YOUR INSTRUCTIONS: List every line in the listing below that contains the word "vest", treating uppercase and lowercase as different.

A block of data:

↓

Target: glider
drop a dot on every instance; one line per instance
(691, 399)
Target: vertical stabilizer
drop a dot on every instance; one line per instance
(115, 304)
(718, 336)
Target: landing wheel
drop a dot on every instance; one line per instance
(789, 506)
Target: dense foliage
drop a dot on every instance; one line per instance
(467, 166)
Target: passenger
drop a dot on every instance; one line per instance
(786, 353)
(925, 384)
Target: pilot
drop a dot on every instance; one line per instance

↑
↓

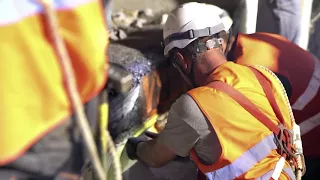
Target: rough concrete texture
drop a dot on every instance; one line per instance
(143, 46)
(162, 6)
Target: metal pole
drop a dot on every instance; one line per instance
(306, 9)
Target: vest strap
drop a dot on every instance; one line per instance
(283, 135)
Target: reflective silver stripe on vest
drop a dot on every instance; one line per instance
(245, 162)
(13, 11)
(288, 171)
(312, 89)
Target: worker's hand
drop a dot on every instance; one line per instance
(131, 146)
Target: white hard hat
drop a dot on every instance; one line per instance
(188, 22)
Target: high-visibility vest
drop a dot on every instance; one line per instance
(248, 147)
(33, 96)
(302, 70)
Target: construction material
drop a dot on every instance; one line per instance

↑
↓

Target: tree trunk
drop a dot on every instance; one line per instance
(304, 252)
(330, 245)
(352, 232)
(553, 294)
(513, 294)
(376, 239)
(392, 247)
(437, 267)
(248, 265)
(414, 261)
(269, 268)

↑

FINISHED ANSWER:
Target: vest strap
Target: reflective silver stripe on vest
Target: high-visibility vest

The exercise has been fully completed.